[Natural language region descriptions]
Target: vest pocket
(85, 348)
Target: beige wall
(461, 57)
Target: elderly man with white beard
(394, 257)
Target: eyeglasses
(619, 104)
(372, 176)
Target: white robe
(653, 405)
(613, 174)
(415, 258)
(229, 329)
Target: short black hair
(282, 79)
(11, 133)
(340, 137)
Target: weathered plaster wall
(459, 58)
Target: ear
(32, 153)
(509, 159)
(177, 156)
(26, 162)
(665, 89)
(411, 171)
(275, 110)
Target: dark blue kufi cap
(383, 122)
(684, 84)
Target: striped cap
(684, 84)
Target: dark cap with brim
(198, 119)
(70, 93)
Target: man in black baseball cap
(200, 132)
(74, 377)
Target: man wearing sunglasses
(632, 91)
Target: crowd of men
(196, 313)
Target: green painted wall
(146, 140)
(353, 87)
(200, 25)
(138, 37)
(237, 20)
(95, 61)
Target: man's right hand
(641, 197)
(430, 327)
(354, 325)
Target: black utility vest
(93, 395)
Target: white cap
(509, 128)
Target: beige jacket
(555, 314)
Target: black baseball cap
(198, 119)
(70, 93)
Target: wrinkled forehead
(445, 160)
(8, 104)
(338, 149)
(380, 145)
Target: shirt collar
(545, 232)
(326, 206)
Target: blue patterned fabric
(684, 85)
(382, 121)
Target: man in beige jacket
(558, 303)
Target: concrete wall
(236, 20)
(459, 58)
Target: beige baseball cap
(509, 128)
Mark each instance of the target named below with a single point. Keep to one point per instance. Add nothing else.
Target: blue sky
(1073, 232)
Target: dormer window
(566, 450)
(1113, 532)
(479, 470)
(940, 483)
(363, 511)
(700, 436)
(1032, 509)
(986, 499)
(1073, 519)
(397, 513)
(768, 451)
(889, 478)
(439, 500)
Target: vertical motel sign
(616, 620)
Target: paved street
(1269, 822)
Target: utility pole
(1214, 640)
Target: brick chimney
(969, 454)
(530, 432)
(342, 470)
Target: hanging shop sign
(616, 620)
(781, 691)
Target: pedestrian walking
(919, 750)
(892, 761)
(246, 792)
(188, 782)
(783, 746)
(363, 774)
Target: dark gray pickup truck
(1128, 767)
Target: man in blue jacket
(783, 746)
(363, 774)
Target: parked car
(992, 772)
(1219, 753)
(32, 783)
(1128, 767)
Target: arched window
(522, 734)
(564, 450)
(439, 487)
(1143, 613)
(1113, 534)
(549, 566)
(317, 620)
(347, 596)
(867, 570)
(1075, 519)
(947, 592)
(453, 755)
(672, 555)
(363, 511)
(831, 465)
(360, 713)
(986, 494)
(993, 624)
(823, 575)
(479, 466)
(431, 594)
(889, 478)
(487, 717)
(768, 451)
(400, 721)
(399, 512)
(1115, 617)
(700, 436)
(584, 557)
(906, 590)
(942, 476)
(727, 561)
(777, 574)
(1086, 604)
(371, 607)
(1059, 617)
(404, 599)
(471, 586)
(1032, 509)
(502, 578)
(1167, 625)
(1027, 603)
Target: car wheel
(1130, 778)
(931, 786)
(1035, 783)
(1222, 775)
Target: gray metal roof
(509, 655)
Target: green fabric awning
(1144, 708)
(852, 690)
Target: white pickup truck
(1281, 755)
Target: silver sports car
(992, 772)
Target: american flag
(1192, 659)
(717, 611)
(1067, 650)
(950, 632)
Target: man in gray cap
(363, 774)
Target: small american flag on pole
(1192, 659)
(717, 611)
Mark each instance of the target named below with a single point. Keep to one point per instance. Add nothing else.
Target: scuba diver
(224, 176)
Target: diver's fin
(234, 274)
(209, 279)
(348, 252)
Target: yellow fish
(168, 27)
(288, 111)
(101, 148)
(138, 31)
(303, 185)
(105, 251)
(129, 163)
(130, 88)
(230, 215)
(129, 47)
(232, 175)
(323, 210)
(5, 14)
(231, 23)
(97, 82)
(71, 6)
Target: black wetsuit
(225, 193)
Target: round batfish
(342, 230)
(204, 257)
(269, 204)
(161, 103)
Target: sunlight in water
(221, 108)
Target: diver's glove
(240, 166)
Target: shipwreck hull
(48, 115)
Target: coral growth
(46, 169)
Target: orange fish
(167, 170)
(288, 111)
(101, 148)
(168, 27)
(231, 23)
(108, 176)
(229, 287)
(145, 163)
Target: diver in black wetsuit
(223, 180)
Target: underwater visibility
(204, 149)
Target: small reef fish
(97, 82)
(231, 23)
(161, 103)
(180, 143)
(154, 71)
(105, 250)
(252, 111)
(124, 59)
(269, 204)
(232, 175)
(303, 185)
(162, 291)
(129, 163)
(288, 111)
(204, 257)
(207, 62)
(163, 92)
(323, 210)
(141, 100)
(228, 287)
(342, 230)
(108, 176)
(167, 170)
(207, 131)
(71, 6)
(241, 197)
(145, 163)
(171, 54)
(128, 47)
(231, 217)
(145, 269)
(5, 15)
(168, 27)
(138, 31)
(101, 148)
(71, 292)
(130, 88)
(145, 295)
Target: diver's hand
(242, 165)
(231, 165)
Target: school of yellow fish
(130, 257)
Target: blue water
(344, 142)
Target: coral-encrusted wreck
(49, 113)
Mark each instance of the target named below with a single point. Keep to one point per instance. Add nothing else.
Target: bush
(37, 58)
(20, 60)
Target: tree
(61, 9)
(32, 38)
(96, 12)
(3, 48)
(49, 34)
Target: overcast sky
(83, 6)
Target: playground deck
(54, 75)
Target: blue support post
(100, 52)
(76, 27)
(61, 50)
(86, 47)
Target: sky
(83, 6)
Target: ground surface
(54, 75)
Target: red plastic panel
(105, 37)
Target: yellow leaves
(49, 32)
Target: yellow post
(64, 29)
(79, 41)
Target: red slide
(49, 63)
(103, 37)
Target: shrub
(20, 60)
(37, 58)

* REQUIREMENT: Each entry shown above should be copied out exactly.

* RESULT OF THIS EXERCISE:
Target: vest pocket
(85, 348)
Target: beige wall
(461, 57)
Target: elderly man with white beard
(394, 257)
Target: eyeglasses
(619, 104)
(372, 176)
Target: white robe
(653, 405)
(613, 174)
(415, 258)
(229, 329)
Target: short black hair
(282, 79)
(11, 133)
(340, 137)
Target: weathered plaster wall
(459, 58)
Target: ear
(32, 153)
(509, 159)
(177, 156)
(26, 162)
(665, 89)
(411, 171)
(275, 110)
Target: dark blue kufi cap
(383, 122)
(684, 84)
Target: striped cap
(684, 84)
Target: dark cap with brim
(198, 119)
(70, 93)
Target: man in black baseball cap
(200, 132)
(74, 377)
Target: man wearing sunglasses
(632, 91)
Target: crowd of men
(196, 313)
Target: green painted wall
(146, 140)
(353, 87)
(200, 25)
(138, 37)
(237, 20)
(95, 61)
Target: man's right hand
(641, 197)
(430, 327)
(354, 325)
Target: black utility vest
(93, 395)
Target: white cap
(509, 128)
Target: beige jacket
(555, 314)
Target: black baseball cap
(198, 119)
(70, 93)
Target: wrinkled forehead
(445, 160)
(8, 104)
(338, 149)
(380, 145)
Target: shirt collar
(545, 232)
(326, 206)
Target: blue patterned fabric
(684, 85)
(382, 121)
Target: man in beige jacket
(558, 303)
Target: concrete wall
(236, 20)
(459, 58)
Target: beige baseball cap
(509, 128)
Mark each instance of the target named below with a single point. Keep to one point per instance. Add nothing else.
Target: blue sky
(1073, 232)
Target: dormer window
(566, 450)
(1113, 532)
(479, 470)
(940, 483)
(363, 511)
(700, 436)
(1032, 509)
(986, 499)
(1073, 519)
(397, 513)
(768, 451)
(889, 478)
(439, 500)
Target: vertical motel sign
(616, 620)
Target: paved street
(1269, 822)
Target: utility pole
(1214, 640)
Target: brick chimney
(969, 454)
(530, 432)
(342, 470)
Target: hanging shop sign
(616, 620)
(781, 691)
Target: pedestrian walking
(919, 750)
(892, 761)
(246, 792)
(188, 782)
(783, 746)
(363, 774)
Target: dark gray pickup truck
(1128, 767)
Target: man in blue jacket
(783, 746)
(363, 774)
Target: parked car
(992, 772)
(1219, 753)
(32, 783)
(1128, 767)
Target: arched window
(522, 734)
(564, 450)
(439, 487)
(1143, 613)
(1113, 534)
(549, 566)
(317, 620)
(347, 596)
(867, 570)
(1075, 519)
(947, 592)
(453, 755)
(672, 555)
(363, 511)
(831, 465)
(360, 713)
(986, 494)
(993, 624)
(823, 575)
(479, 466)
(431, 594)
(889, 478)
(487, 717)
(768, 451)
(400, 721)
(399, 512)
(1115, 617)
(700, 436)
(584, 557)
(906, 590)
(942, 476)
(727, 561)
(777, 574)
(1086, 604)
(371, 607)
(1059, 617)
(404, 599)
(471, 586)
(1032, 509)
(502, 578)
(1167, 625)
(1027, 603)
Target: car wheel
(1130, 778)
(931, 786)
(1035, 783)
(1222, 775)
Target: gray metal roof
(509, 655)
Target: green fabric awning
(1144, 708)
(852, 690)
Target: white pickup truck
(1281, 755)
Target: silver sports car
(992, 772)
Target: american flag
(1192, 659)
(717, 611)
(1067, 650)
(950, 632)
Target: man in gray cap
(363, 774)
Target: small american flag on pole
(1192, 659)
(717, 611)
Mark each instance of the target named below with a single point. Keep to one point per instance. Add nothing else.
Target: scuba diver
(224, 176)
Target: diver's fin
(234, 274)
(209, 279)
(348, 252)
Target: yellow fish
(168, 27)
(288, 111)
(101, 148)
(138, 31)
(303, 185)
(105, 251)
(129, 163)
(130, 88)
(230, 215)
(129, 47)
(232, 175)
(323, 210)
(5, 14)
(231, 23)
(97, 82)
(71, 6)
Target: black wetsuit
(225, 193)
Target: round batfish
(342, 230)
(204, 257)
(269, 204)
(161, 103)
Target: sunlight in water
(221, 108)
Target: diver's glove
(240, 166)
Target: shipwreck hull
(48, 115)
Target: coral growth
(46, 169)
Target: orange fish
(167, 170)
(288, 111)
(101, 148)
(168, 27)
(231, 23)
(108, 176)
(229, 287)
(145, 163)
Target: diver in black wetsuit
(223, 180)
Target: underwater visibility
(204, 149)
Target: small reef fish
(97, 82)
(231, 23)
(161, 103)
(180, 143)
(154, 71)
(105, 250)
(252, 111)
(124, 59)
(269, 204)
(232, 175)
(303, 185)
(162, 291)
(129, 163)
(288, 111)
(204, 257)
(207, 62)
(163, 92)
(323, 210)
(141, 100)
(228, 287)
(342, 230)
(108, 176)
(167, 170)
(207, 131)
(71, 6)
(241, 197)
(145, 163)
(171, 54)
(128, 47)
(231, 217)
(145, 269)
(5, 15)
(168, 27)
(138, 31)
(101, 148)
(71, 292)
(130, 88)
(145, 295)
Target: diver's hand
(242, 165)
(231, 165)
Target: school of yellow fish
(130, 257)
Target: blue water
(344, 142)
Target: coral-encrusted wreck
(49, 113)
Mark each instance of the target named below with a single point. Keep to one point per instance. Add nothing else.
Target: bush
(37, 58)
(20, 60)
Target: tree
(61, 9)
(32, 38)
(96, 12)
(3, 48)
(49, 34)
Target: overcast sky
(83, 6)
Target: playground deck
(54, 75)
Target: blue support post
(100, 52)
(76, 27)
(61, 50)
(86, 47)
Target: sky
(83, 6)
Target: ground surface
(54, 75)
Target: red plastic panel
(105, 37)
Target: yellow leaves
(49, 32)
Target: yellow post
(64, 29)
(79, 41)
Target: red slide
(49, 63)
(103, 37)
Target: shrub
(20, 60)
(37, 58)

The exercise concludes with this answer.